### EXTRAIT DU DOCUMENT
↓↓↓
28 septembre 2022
Cour d’appel d’Aix-en-Provence
RG n°
20/00704
COUR D’APPEL D’AIX-EN-PROVENCE
Chambre 1-8
ARRÊT AU FOND
DU 28 SEPTEMBRE 2022
N° 2022/ 414
N° RG 20/00704
N° Portalis DBVB-V-B7E-BFOJT
[E] [U]
C/
SCI PRADO B
Copie exécutoire délivrée
le :
à :
Me Isidore ARAGONES
Me Denis REBUFAT
Décision déférée à la Cour :
Jugement du Tribunal de Grande Instance de marseille en date du 14 novembre 2019 enregistrée au répertoire général sous le n° 17/12729.
APPELANTE
Madame [U] [E],
exerçant sous le nom commercial PAR HASARD, née le 14 novembre 1960 à [Localité 4], demeurant [Adresse 3]
représentée par Me Isidore ARAGONES, avocat au barreau de MARSEILLE
INTIMEE
SCI PRADO B
prise en la personne de son gérant, Monsieur [P] [S], domicilié en cette qualité au siège sis [Adresse 1]
représentée par Me Denis REBUFAT, membre de l’AARPI REBUFAT& LASBATS-MAZILLE ANNE, avocat au barreau de MARSEILLE substituée par Me Amélie VADON, avocat au barreau de MARSEILLE
*-*-*-*-*
COMPOSITION DE LA COUR
En application des dispositions des articles 805 et 907 du code de procédure civile, l’affaire a été débattue le 21 Juin 2022, en audience publique, les avocats ne s’y étant pas opposés, devant Monsieur Jean-Paul PATRIARCHE, Conseiller, chargé du rapport.
Ce magistrat a rendu compte des plaidoiries dans le délibéré de la Cour, composée de :
Monsieur Philippe COULANGE, Président
Madame Céline ROBIN-KARRER, Conseillère
Monsieur Jean-Paul PATRIARCHE, Conseiller
Greffier lors des débats : Mme Maria FREDON.
Les parties ont été avisées que le prononcé de la décision aurait lieu par mise à disposition au greffe le 28 Septembre 2022.
↑↑↑
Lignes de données
↓↓↓
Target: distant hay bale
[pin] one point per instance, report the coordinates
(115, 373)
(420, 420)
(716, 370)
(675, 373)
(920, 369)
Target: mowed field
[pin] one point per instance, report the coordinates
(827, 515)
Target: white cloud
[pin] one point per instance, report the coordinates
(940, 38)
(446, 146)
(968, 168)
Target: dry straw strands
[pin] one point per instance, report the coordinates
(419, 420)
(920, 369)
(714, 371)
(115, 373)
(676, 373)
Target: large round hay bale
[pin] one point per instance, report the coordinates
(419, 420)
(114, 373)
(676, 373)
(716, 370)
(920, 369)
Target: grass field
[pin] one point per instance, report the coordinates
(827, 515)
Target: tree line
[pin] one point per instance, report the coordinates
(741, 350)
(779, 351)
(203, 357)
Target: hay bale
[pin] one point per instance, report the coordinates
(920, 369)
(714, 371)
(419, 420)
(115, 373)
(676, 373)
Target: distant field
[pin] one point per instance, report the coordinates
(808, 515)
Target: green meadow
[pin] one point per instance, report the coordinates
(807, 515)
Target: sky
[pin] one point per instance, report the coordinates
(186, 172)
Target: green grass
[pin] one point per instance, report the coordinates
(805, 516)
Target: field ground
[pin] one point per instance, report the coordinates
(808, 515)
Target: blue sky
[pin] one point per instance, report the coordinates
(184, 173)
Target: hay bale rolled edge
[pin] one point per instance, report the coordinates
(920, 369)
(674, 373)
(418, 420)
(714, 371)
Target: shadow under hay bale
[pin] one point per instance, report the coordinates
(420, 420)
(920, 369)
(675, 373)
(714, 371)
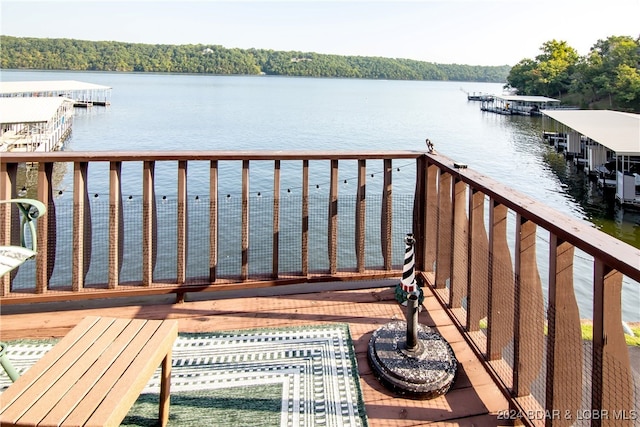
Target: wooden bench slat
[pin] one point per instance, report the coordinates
(104, 386)
(34, 374)
(75, 395)
(66, 358)
(93, 375)
(126, 391)
(56, 395)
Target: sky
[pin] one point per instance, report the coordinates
(472, 32)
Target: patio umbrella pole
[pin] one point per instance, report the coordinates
(409, 358)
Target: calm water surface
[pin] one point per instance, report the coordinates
(184, 112)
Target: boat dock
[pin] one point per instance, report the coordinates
(83, 94)
(479, 96)
(518, 104)
(34, 124)
(603, 143)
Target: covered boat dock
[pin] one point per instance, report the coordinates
(83, 94)
(518, 104)
(608, 142)
(34, 124)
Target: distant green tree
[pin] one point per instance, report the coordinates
(549, 74)
(68, 54)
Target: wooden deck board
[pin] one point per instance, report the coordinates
(473, 399)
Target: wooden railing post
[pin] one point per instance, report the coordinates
(213, 220)
(386, 217)
(460, 241)
(149, 223)
(501, 283)
(332, 232)
(445, 227)
(431, 218)
(564, 342)
(82, 227)
(182, 224)
(478, 284)
(244, 272)
(116, 223)
(275, 257)
(46, 231)
(305, 219)
(528, 313)
(8, 173)
(612, 380)
(360, 213)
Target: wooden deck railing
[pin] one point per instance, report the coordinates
(506, 267)
(67, 256)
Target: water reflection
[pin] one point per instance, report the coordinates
(600, 207)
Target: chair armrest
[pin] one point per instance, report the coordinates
(30, 209)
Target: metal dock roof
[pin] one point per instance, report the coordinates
(618, 131)
(29, 109)
(9, 88)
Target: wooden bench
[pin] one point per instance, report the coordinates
(93, 375)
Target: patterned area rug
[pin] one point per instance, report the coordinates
(303, 376)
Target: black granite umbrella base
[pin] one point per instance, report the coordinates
(424, 373)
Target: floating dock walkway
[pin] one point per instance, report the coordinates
(83, 94)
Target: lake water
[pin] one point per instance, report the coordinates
(183, 112)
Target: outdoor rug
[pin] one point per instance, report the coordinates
(301, 376)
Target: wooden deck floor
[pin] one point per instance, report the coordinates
(474, 400)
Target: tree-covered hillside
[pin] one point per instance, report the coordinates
(607, 77)
(81, 55)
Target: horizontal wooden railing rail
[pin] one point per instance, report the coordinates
(81, 257)
(506, 266)
(480, 245)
↑↑↑
### CONSIGNES DE TRAVAIL
A: D'après l'arrêt de la cour d'appel, à quelle date l'affaire a-t-elle été débattue en audience publique ?
B: Citez textuellement le passage de l'arrêt de la cour d'appel qui commence aux mots « Ce magistrat a » et s'achève après les mots « Mme Maria FREDON. ».

### RÉPONSES DANS L'ORDRE
A: Le 21 juin 2022.

B:
Ce magistrat a rendu compte des plaidoiries dans le délibéré de la Cour, composée de :
Monsieur Philippe COULANGE, Président
Madame Céline ROBIN-KARRER, Conseillère
Monsieur Jean-Paul PATRIARCHE, Conseiller
Greffier lors des débats : Mme Maria FREDON.